=== Material for this exercise ===

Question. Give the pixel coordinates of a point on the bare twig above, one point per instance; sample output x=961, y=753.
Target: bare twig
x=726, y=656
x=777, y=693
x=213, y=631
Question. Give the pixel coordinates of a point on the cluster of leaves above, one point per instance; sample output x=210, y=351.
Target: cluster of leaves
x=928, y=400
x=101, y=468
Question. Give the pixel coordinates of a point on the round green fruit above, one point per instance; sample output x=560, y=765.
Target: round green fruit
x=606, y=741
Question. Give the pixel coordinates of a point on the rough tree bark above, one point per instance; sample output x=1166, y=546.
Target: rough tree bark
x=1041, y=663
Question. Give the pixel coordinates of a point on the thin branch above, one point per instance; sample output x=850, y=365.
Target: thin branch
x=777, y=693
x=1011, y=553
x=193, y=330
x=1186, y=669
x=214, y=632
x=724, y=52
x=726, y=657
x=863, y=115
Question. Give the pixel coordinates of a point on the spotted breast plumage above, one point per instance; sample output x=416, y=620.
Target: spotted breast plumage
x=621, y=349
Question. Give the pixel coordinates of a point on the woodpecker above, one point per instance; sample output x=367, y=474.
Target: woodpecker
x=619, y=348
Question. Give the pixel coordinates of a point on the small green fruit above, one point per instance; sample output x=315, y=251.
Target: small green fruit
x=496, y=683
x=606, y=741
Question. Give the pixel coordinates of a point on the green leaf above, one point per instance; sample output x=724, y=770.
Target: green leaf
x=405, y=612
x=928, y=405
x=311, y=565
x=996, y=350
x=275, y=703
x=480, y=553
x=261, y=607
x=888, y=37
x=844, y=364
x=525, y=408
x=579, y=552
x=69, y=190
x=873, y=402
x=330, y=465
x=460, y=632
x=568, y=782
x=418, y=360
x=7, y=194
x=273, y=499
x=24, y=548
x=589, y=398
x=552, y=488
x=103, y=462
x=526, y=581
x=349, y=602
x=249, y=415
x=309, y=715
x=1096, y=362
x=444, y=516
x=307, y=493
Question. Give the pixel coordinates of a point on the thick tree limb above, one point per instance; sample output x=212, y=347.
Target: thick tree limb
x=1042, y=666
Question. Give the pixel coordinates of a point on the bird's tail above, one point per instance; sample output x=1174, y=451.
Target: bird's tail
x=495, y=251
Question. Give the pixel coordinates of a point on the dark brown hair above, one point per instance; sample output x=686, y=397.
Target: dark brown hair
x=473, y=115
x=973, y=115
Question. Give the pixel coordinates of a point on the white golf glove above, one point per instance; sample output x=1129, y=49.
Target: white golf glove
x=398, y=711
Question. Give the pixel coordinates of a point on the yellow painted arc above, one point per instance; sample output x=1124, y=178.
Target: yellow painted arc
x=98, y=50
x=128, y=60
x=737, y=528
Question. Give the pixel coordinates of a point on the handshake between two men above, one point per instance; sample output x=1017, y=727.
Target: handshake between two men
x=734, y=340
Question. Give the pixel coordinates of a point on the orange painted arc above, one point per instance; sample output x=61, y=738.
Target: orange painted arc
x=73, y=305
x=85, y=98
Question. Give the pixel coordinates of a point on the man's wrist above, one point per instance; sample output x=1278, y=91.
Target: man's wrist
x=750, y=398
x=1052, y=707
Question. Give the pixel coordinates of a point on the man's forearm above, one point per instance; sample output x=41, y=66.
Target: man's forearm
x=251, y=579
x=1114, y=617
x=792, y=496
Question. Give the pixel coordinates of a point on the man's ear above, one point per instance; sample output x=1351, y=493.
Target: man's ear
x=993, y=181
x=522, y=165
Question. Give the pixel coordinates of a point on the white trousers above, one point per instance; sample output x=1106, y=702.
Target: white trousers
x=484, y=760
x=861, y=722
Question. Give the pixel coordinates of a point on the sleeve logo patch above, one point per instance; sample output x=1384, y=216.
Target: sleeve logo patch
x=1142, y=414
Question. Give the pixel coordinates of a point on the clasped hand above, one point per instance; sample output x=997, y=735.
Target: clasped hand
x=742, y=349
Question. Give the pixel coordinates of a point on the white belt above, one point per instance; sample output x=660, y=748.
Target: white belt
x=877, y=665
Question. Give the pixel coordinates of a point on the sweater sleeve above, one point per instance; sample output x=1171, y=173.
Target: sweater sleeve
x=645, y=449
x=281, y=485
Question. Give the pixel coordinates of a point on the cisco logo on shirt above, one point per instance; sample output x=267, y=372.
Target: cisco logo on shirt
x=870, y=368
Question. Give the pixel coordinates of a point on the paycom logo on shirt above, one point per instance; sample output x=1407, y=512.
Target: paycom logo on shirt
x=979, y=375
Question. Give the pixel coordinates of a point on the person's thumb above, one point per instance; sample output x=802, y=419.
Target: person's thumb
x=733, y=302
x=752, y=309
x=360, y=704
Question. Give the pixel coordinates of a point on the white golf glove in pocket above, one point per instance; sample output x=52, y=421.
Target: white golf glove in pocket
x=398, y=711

===

● **Task to complete**:
Quote all of the rows above word for word.

● **Task result**:
Question. Give the pixel coordinates of a point on the bare twig above, one point per instance; sample output x=961, y=753.
Target: bare twig
x=726, y=656
x=777, y=693
x=213, y=631
Question. Give the pixel coordinates of a point on the cluster of leaves above, one point per instance; sample output x=210, y=351.
Target: cluster of leaves
x=928, y=400
x=101, y=468
Question. Give the pixel coordinates of a point on the round green fruit above, one point per instance; sample output x=560, y=765.
Target: round green fruit
x=606, y=741
Question. Give the pixel coordinates of a point on the rough tree bark above, one point per instance; sample output x=1166, y=546.
Target: rough tree bark
x=1041, y=663
Question. Give the pixel coordinates of a point on the thin branch above, one point per instance; sample output x=850, y=365.
Target: thin branch
x=777, y=693
x=1011, y=553
x=193, y=330
x=1186, y=669
x=214, y=632
x=724, y=52
x=726, y=657
x=863, y=115
Question. Give the pixel coordinates of a point on the spotted breast plumage above, one point per instance; sample output x=416, y=620.
Target: spotted breast plumage
x=621, y=349
Question. Give the pixel coordinates of a point on the woodpecker above, one point per instance; sample output x=367, y=474.
Target: woodpecker
x=619, y=348
Question. Give the pixel coordinates of a point on the small green fruit above, one point per instance; sample output x=315, y=251.
Target: small green fruit
x=496, y=683
x=606, y=741
Question. Give the pixel coordinates of a point on the green leaf above, one point per instance; sample output x=724, y=770.
Target: green leaf
x=405, y=612
x=928, y=405
x=311, y=565
x=996, y=350
x=275, y=703
x=480, y=553
x=261, y=607
x=888, y=37
x=844, y=364
x=525, y=408
x=579, y=552
x=69, y=190
x=873, y=402
x=330, y=465
x=460, y=632
x=568, y=782
x=418, y=360
x=7, y=194
x=273, y=499
x=24, y=548
x=589, y=398
x=552, y=488
x=103, y=462
x=526, y=581
x=349, y=602
x=249, y=415
x=309, y=715
x=1096, y=362
x=444, y=516
x=307, y=493
Question. Give the pixel coordinates of a point on the thick tree limb above, one point per instance; sample output x=212, y=347.
Target: thick tree limb
x=1042, y=666
Question. Give the pixel coordinates of a point on the bird's tail above, one point per instance; sample output x=1174, y=451.
Target: bird's tail
x=495, y=251
Question. Give the pixel coordinates of a point on the dark brown hair above, one point per instance; sample output x=686, y=397.
Target: dark brown hair
x=473, y=115
x=973, y=115
Question. Give the pixel coordinates of a point on the white golf glove above, one point per instance; sample output x=1129, y=49.
Target: white golf glove
x=398, y=711
Question. Give the pixel coordinates of a point on the yellow painted arc above, one point per instance; sample output x=1124, y=178.
Target: yellow painted arc
x=98, y=50
x=128, y=60
x=737, y=528
Question. Give the pixel coordinates of a point on the handshake between two men above, one point per instance; sample output x=1017, y=727.
Target: handshake between two men
x=734, y=340
Question. Give the pixel coordinates of a point on the orange painted arc above, one point per instance; sample output x=61, y=738.
Target: orange painted arc
x=73, y=305
x=85, y=98
Question. Give the pixel coordinates of a point on the man's wrist above, one point per instance; sample output x=1278, y=91.
Target: man's wrist
x=750, y=398
x=1052, y=707
Question. Give the pixel coordinates of a point on the man's forearm above, one point per instance; sample output x=41, y=66.
Target: man's forearm
x=251, y=579
x=1114, y=617
x=792, y=496
Question. Give the pixel coordinates of a point on the man's ear above, one point per instance; sample output x=1351, y=493.
Target: man's ear
x=993, y=181
x=522, y=165
Question. Give the pixel coordinates of a point on the white trousers above, one point per instance; sample output x=1106, y=702.
Target: white trousers
x=484, y=760
x=861, y=722
Question. Give the pixel coordinates of a point on the sleeve logo patch above, one point per instance; sample output x=1384, y=216.
Target: sleeve logo patch
x=1142, y=414
Question. Give the pixel coordinates of a point on the clasped hand above, one point per instance; sample output x=997, y=735.
Target: clasped hand
x=742, y=349
Question. Give the pixel coordinates of a point on the white belt above, one point per instance; sample output x=660, y=748.
Target: white belt
x=877, y=665
Question. Give the pixel coordinates of a point on the sweater sleeve above, one point per instance; sample output x=1171, y=173.
Target: sweater sleeve
x=645, y=449
x=281, y=485
Question. Give the pixel coordinates of a point on the cisco logo on shirt above, one point per instance; sample output x=267, y=372.
Target: cisco logo on shirt
x=870, y=368
Question. Give the pixel coordinates of a point on the paycom logo on shirt above, one point per instance; sample output x=1407, y=512.
Target: paycom logo on shirt
x=979, y=375
Question. Give the pixel coordinates of a point on the person's thumb above, one point per instance; sample output x=802, y=419.
Target: person's thumb
x=733, y=302
x=752, y=309
x=360, y=704
Question. Give the pixel coordinates of a point on the white golf glove in pocket above, one point per instance; sample output x=52, y=421.
Target: white golf glove in pocket
x=398, y=711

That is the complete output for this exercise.